DATA PROVIDED below:
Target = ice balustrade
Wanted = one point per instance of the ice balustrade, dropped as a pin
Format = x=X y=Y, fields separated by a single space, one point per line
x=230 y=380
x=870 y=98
End of DATA PROVIDED.
> YOUR GOAL
Give again only the lines starting at the one that contains "Format = x=X" and running to the end of the data.

> ANSWER TO THIS PROBLEM
Format = x=X y=Y, fields separated by a single space, one point per line
x=230 y=380
x=870 y=98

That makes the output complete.